Task objective:
From the line containing "[locate] calm water" through the last line, reproduce the lines with "windshield" changed to "windscreen" and everything else left as it is.

Point-based annotation data:

((

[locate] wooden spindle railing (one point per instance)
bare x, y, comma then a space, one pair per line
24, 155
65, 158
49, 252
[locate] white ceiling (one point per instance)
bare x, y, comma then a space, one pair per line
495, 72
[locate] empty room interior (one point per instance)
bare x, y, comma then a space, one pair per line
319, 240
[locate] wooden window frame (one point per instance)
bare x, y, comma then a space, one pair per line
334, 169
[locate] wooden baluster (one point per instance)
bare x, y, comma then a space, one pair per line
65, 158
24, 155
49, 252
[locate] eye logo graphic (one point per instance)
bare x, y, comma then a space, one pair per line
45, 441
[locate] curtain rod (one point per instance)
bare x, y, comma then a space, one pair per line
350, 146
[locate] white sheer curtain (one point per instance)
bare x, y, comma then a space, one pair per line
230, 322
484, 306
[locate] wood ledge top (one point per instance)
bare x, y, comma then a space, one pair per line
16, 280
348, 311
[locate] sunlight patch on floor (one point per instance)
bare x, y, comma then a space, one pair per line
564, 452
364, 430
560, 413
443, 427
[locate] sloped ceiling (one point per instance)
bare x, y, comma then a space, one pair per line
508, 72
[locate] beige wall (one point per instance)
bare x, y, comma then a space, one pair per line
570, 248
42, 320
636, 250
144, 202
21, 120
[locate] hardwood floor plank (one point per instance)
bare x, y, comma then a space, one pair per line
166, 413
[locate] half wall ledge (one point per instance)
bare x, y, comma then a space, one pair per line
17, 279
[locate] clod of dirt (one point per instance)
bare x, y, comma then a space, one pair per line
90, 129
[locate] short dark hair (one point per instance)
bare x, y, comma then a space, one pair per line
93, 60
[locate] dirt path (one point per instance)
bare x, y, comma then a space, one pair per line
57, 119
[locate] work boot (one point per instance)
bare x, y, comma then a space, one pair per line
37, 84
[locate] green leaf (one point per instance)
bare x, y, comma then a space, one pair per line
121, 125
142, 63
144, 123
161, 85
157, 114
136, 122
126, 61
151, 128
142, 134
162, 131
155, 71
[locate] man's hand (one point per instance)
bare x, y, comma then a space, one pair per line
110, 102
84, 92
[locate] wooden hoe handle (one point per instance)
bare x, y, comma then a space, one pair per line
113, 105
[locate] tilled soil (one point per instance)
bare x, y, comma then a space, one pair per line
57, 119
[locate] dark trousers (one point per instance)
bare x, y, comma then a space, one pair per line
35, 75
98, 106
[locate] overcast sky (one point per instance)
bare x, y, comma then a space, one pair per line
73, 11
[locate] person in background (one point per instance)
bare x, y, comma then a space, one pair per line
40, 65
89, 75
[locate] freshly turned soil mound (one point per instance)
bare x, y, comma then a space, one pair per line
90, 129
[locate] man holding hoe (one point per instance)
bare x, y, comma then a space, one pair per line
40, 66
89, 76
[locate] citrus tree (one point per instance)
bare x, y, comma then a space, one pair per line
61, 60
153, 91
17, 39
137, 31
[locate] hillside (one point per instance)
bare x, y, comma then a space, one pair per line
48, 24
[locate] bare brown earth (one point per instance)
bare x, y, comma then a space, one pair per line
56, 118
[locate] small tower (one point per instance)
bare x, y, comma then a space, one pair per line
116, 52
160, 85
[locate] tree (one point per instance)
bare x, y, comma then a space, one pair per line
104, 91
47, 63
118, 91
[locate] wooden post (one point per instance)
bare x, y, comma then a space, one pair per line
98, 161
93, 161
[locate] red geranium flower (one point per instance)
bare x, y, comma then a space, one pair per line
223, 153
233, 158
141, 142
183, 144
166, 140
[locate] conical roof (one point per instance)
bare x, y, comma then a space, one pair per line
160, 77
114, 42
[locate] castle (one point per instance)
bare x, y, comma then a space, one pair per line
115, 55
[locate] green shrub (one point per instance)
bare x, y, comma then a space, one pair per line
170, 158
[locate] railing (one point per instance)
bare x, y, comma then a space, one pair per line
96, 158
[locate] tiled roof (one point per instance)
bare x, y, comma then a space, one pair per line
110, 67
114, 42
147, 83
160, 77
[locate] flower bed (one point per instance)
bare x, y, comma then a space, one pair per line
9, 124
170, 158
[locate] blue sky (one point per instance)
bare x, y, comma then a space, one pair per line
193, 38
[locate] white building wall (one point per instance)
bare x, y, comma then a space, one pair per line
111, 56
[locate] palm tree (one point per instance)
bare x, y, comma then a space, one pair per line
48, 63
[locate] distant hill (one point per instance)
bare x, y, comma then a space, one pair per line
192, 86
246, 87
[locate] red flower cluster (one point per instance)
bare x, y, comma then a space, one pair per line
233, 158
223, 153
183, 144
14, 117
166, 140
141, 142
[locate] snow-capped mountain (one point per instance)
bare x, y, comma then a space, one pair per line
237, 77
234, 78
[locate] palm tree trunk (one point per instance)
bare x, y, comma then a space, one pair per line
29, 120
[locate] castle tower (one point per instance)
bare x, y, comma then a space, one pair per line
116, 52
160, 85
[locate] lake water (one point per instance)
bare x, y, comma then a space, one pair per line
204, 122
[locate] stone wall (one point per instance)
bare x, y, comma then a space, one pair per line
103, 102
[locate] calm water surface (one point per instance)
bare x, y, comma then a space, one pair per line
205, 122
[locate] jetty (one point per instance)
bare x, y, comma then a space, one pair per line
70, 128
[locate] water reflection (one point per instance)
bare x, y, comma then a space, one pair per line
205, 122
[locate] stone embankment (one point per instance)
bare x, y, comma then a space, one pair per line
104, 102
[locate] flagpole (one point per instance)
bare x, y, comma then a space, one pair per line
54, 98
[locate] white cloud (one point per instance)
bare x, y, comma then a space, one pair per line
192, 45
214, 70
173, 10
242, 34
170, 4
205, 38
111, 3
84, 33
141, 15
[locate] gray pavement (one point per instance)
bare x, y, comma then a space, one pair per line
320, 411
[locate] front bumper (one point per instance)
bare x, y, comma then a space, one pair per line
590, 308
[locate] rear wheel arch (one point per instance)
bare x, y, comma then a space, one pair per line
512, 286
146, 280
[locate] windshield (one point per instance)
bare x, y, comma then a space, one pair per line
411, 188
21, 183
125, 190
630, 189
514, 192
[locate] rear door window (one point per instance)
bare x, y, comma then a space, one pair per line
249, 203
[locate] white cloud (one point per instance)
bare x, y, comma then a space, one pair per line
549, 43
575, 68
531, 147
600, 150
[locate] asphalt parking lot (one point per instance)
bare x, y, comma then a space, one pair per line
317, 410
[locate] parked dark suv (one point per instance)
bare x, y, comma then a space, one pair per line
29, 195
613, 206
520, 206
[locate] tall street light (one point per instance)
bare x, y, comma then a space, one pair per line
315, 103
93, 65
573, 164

))

Written answer:
[locate] calm water surface (one point per instance)
bare x, y, comma then a space, one pair per line
205, 122
[locate] jetty (one point per instance)
bare x, y, comma then a space, one pair per line
70, 128
[locate] water reflection (one point per instance)
bare x, y, comma then a space, one pair per line
205, 122
[locate] stone embankment (one point per instance)
bare x, y, comma then a space, one pair per line
104, 102
[locate] flagpole (one point per instance)
bare x, y, comma then a space, one pair per line
54, 98
[locate] white cloud (one point per instance)
bare x, y, comma then a space, one pair per line
192, 45
214, 70
173, 10
242, 34
170, 4
205, 38
111, 3
84, 33
141, 15
[locate] gray pavement (one point per instance)
bare x, y, comma then a space, one pair per line
320, 411
[locate] front bumper (one point per instance)
bare x, y, comma then a space, one pair per line
590, 308
[locate] rear wheel arch (one point per instance)
bare x, y, comma then a space, one pair per line
512, 286
146, 280
[locate] windscreen (one point per instance)
bare x, y, comma then a space, one pair per line
411, 188
21, 183
125, 190
630, 189
514, 192
[locate] rear door window (one point per instance)
bare x, y, comma then a space, one pair per line
249, 203
[locate] white cloud (one point per instance)
bare x, y, comma then a space, one pair per line
549, 43
575, 68
531, 147
600, 150
[locate] asphalt parking lot (one point per instance)
bare x, y, comma then a space, one pair per line
317, 410
[locate] parked dark suv (one point per instance)
bare x, y, comma then a space, one pair per line
29, 195
613, 206
520, 206
[locate] tall street light (one point per instance)
bare x, y, comma then a space, one pair per line
315, 103
93, 65
573, 164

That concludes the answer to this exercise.